> Reading passage
━━━━

In case of a leaky gut, the intestinal wall has become permeable, so that undesirable substances are able to penetrate the intestinal wall. The result is that undigested food elements, harmful substances, various types of bacteria, fungi, parasites and viruses can easily get through the wall and into the blood. This causes all kinds of problems.
The small intestine has folds, called intestinal villi, which look like fingers. When these intestinal villi are inflamed, they eventually break down and holes are created in the intestinal wall and in the intestinal villi. Thus, undigested nutrients leak through these holes into the body. The immune system sees these substances as threatening and starts creating antibodies. This causes severe immunological responses.
A leaky gut is usually caused by irritation and inflammation of the intestinal mucosa and can have several causes:
- Wrong diet, that contains too much sugar, flavor enhancers and refined products.
- Lectins from grains, legumes, soy products and peanuts.
- Anti-inflammatories, antibiotics.
- Fungi and/or parasites in the intestine.
- Poor liver function, causing toxins to be created, that cannot properly be processed by the intestines.

━━━━

> Questions to answer
1 – List every cause of a leaky gut that the passage on leaky gut gives.
2 – Write the next part of the passage on leaky gut, picking up after the last cause it lists.

━━━━

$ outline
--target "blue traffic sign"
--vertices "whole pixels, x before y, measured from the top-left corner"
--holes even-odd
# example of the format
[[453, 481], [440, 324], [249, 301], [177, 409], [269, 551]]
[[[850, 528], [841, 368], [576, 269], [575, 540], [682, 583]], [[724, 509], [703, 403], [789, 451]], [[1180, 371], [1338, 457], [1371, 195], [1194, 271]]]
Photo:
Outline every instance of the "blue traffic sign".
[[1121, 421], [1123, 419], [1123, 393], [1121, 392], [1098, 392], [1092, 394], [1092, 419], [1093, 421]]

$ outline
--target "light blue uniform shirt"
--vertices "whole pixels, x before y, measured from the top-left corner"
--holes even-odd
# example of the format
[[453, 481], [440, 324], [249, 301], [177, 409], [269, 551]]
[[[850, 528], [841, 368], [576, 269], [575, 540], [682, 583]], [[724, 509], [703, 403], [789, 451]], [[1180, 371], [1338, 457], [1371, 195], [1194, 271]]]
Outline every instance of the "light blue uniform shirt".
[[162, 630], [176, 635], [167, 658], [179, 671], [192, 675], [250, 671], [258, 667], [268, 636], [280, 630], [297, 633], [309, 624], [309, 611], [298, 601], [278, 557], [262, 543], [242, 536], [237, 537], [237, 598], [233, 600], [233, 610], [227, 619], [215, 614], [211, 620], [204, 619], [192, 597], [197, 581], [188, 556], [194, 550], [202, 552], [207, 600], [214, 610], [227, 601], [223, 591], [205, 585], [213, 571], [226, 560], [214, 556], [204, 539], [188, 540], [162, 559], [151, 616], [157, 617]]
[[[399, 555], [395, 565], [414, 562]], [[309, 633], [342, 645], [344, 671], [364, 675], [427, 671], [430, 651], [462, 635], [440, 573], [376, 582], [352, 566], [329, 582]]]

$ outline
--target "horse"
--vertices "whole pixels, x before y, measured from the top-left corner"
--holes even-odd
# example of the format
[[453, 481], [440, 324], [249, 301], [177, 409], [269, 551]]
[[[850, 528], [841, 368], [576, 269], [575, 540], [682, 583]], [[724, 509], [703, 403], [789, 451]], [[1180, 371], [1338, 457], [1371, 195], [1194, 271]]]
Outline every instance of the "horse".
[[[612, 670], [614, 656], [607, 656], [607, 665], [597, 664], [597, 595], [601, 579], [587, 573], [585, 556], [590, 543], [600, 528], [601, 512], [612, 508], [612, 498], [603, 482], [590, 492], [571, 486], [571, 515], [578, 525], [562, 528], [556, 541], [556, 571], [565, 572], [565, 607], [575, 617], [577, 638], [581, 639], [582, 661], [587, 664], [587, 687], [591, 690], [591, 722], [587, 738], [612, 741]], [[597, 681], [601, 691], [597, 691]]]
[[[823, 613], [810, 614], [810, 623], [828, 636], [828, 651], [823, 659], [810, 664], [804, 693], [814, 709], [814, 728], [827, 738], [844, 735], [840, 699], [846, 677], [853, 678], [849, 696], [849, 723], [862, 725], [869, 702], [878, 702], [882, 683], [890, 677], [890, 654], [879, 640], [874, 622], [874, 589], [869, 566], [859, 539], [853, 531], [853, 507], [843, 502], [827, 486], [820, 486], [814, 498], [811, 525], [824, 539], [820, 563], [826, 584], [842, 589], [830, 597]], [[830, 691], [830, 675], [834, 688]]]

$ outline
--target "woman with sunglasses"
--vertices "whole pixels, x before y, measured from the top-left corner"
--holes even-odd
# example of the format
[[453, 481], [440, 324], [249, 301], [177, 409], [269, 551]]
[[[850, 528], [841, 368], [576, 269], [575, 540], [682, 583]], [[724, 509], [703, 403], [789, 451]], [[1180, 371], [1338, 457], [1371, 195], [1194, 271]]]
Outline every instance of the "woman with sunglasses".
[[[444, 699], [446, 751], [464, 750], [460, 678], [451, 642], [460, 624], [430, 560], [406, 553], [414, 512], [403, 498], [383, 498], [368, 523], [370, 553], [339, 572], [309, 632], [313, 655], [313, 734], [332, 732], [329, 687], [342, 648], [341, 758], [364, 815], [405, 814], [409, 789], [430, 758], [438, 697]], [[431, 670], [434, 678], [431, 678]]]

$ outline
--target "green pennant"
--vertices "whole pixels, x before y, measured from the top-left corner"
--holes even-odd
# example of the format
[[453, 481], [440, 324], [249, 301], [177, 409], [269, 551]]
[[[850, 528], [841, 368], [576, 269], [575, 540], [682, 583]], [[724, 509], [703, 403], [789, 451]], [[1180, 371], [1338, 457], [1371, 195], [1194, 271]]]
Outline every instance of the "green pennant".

━━━━

> Task results
1 –
- A wrong diet that contains too much sugar, flavor enhancers and refined products
- Lectins from grains, legumes, soy products and peanuts
- Anti-inflammatories and antibiotics
- Fungi and/or parasites in the intestine
- Poor liver function, which causes toxins to be created that the intestines cannot properly process

2 –
The symptoms of a leaky gut come from an excess of toxins that have ended up in the blood and cause trouble throughout the entire body.
Examples of signs and symptoms are:
- Rash, eczema, hives.
- Poor memory, problems concentrating.
- Depression, mood swings.
- Abdominal problems (bloating), diarrhea.
- Overall malaise, fatigue.
A diagnosis is difficult to make, since a leaky gut can only be demonstrated by means of biopsy. In the biopsy of a piece of intestine, holes can be seen under the microscope. Since such examinations are expensive, this is only done when there is a medical need for it. There must be evidence that there is a serious condition. Often, however, the symptoms are vague, such as abdominal pain and nausea, so there is no medical necessity. Nutrition appears to play a significant and important role in this condition. An investigation into food intolerances and allergies can be a start to deal with the diet and see whether that results in a change in symptoms.
Healing a leaky gut has two important pillars. First of all, it is necessary to follow a diet, additionally there are some supplements that can help to heal the intestinal wall.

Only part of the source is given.